> _ABOUT THIS TASK_:
The stretch from the line with "Query: brick wall" through the line with "Query: blue sky" in the records below: write it out exactly, and nothing else.
** Opening DATA RECORDS block **
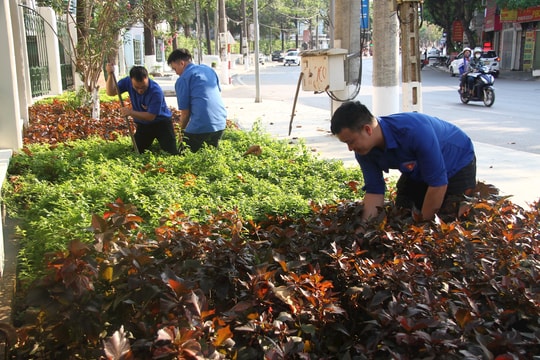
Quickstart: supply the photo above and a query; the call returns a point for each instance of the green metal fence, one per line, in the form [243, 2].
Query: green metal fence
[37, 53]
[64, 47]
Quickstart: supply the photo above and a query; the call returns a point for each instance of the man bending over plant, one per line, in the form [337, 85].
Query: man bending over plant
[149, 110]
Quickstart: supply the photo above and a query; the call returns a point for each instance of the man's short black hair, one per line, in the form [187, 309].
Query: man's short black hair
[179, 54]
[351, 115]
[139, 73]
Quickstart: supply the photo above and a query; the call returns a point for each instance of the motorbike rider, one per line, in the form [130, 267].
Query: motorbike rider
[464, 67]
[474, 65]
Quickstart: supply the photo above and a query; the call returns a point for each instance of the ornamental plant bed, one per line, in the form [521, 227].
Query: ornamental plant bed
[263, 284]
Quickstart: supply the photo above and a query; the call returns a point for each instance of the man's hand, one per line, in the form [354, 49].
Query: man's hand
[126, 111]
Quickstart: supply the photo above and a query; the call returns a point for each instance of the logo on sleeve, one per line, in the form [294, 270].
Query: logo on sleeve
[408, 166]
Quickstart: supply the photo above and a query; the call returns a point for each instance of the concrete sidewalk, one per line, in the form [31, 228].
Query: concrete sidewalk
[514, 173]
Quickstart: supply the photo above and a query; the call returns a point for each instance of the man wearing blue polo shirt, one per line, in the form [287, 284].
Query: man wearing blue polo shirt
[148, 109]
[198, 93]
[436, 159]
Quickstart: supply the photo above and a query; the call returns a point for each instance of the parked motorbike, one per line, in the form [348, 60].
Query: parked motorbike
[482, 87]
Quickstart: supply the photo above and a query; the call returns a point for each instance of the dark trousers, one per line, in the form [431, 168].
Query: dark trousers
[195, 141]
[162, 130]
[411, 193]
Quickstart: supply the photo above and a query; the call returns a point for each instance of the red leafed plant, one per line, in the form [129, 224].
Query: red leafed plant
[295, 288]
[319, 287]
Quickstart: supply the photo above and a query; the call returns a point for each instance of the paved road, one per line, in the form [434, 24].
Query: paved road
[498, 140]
** Closing DATA RECORDS block **
** Opening DATA RECORDS block **
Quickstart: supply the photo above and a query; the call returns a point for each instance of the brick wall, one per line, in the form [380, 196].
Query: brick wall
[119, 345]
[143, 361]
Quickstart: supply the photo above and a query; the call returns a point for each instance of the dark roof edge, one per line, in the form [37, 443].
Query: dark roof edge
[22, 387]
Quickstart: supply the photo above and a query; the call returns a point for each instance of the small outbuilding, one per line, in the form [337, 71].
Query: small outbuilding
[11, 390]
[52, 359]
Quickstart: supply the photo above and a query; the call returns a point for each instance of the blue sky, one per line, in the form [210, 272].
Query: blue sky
** Closing DATA RECORDS block **
> _TASK OUTPUT_:
Query: brick wall
[119, 345]
[143, 361]
Quickstart: supply the photo above and a query; the call returns a point for each instance of the dark roof edge, one per line, in the form [37, 443].
Query: dark roof edge
[22, 387]
Quickstart: supply the photo above and a query; the call returns a point for each instance of the small outbuilding, one per line, in the form [337, 71].
Query: small outbuilding
[11, 390]
[52, 359]
Quickstart: supply the photo above and a query; the call returns a point for each instance of the blue sky, one per line, in the form [210, 272].
Query: blue sky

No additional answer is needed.